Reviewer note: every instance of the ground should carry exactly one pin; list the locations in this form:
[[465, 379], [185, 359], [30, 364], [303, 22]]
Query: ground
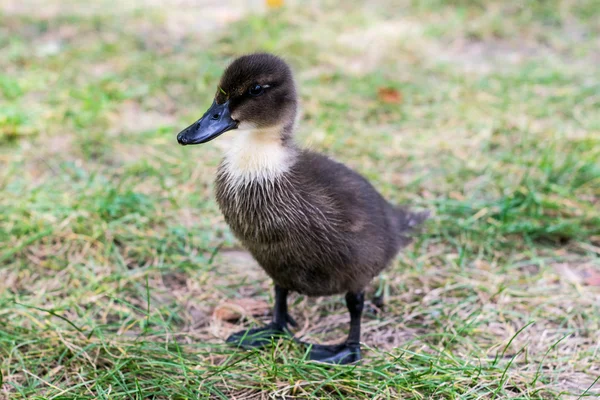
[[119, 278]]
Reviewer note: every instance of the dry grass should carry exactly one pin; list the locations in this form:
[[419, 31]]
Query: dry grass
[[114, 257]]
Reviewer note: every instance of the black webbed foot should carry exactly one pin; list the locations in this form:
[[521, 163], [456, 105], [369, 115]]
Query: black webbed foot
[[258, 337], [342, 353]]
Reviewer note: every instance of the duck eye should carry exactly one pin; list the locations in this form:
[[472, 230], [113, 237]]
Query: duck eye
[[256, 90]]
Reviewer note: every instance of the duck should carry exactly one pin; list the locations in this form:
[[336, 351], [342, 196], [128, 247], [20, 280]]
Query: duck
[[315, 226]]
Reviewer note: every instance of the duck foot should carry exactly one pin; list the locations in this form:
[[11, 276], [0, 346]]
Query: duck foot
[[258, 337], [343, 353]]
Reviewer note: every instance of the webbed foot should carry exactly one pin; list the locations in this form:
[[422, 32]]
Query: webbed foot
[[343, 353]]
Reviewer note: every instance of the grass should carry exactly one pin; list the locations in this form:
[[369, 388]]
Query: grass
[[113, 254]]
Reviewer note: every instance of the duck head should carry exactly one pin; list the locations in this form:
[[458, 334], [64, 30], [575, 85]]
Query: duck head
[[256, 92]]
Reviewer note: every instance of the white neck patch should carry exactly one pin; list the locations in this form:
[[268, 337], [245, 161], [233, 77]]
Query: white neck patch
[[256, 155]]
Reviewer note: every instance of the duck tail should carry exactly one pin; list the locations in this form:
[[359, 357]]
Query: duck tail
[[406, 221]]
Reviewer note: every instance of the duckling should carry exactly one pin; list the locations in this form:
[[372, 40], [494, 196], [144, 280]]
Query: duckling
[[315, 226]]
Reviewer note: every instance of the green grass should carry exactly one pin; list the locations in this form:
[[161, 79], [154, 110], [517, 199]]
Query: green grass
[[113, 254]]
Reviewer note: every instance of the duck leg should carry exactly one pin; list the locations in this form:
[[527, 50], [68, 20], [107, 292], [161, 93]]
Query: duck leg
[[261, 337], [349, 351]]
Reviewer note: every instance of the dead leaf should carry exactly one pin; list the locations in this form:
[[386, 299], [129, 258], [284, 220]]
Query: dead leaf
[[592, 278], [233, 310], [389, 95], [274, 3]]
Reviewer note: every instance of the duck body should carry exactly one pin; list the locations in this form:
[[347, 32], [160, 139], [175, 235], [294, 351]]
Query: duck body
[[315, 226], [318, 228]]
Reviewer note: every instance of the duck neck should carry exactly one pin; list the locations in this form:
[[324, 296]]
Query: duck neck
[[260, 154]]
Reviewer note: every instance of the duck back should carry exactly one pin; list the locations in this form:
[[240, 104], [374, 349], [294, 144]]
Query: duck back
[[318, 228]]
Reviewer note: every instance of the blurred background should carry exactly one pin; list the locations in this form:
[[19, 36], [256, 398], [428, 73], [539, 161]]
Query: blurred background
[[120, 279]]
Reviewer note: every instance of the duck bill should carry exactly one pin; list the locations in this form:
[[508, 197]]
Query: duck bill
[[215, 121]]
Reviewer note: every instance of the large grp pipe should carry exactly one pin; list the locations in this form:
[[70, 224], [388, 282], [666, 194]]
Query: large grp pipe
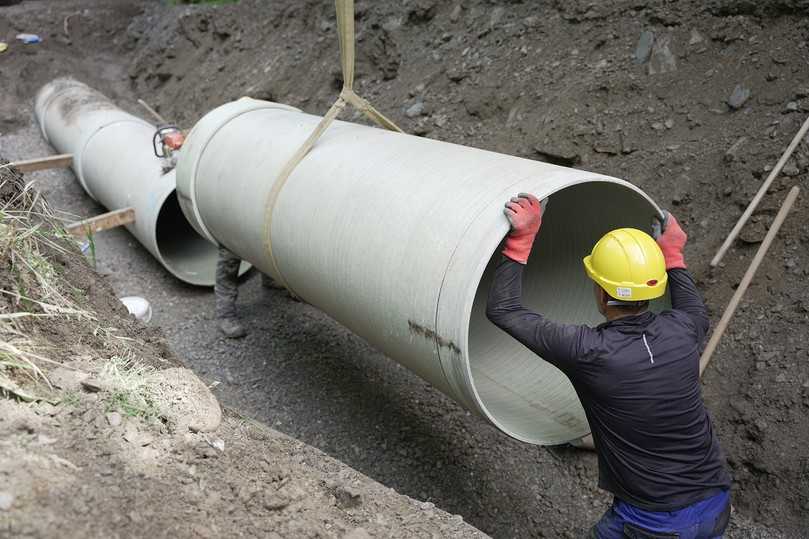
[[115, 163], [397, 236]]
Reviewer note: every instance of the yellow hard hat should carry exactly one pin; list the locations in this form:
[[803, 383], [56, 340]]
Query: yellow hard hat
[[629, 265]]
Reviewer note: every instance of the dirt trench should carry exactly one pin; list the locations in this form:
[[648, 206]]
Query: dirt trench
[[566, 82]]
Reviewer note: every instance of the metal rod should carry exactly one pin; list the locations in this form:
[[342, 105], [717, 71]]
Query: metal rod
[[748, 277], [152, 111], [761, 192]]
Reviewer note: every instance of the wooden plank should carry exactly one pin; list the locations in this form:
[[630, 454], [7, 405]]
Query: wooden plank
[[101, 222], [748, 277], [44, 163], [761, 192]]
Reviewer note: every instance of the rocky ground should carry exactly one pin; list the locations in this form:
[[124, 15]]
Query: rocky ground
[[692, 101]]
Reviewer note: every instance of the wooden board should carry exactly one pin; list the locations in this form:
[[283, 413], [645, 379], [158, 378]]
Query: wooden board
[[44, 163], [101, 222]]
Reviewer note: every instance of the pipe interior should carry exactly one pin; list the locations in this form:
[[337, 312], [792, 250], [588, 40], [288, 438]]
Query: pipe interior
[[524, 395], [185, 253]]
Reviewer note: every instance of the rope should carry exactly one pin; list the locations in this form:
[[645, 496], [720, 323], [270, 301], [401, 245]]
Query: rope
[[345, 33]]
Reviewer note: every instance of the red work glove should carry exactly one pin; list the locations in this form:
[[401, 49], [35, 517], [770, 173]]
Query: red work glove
...
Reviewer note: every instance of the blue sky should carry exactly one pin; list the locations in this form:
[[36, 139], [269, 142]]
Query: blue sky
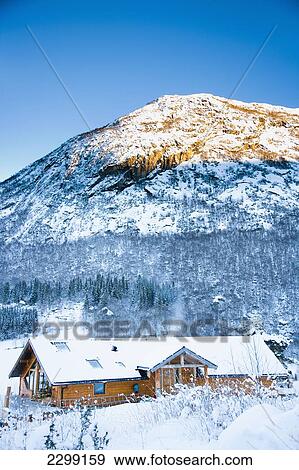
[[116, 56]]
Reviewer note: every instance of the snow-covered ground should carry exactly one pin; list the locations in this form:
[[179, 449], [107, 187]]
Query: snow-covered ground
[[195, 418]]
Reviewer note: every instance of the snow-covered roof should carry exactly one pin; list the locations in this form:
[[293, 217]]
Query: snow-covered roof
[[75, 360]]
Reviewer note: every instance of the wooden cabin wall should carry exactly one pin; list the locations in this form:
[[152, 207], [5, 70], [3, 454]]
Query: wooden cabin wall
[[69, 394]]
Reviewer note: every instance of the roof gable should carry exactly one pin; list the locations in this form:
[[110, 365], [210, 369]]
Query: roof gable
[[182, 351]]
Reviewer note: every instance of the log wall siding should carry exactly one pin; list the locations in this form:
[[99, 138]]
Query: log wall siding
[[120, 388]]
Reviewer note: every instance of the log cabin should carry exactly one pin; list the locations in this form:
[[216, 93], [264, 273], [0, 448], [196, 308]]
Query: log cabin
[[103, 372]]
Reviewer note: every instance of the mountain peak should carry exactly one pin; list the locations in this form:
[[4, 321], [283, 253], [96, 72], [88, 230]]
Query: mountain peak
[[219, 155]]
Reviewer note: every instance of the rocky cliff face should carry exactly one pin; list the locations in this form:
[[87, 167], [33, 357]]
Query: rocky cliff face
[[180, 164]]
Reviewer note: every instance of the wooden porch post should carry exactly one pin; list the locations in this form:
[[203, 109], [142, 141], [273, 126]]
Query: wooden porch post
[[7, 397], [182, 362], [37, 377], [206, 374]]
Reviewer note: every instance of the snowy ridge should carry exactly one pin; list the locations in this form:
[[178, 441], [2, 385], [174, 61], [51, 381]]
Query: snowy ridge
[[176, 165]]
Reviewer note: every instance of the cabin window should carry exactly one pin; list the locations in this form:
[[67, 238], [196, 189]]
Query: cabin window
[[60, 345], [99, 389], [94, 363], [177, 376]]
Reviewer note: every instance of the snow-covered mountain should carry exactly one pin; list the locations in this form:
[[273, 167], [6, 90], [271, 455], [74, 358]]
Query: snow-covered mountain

EXERCISE
Show, from the entries above, every line that includes the string "glove".

THE COMPLETED TASK
Reviewer note: every instance of the red work glove should carry exactly one pin; list the locations in this form:
Query: red work glove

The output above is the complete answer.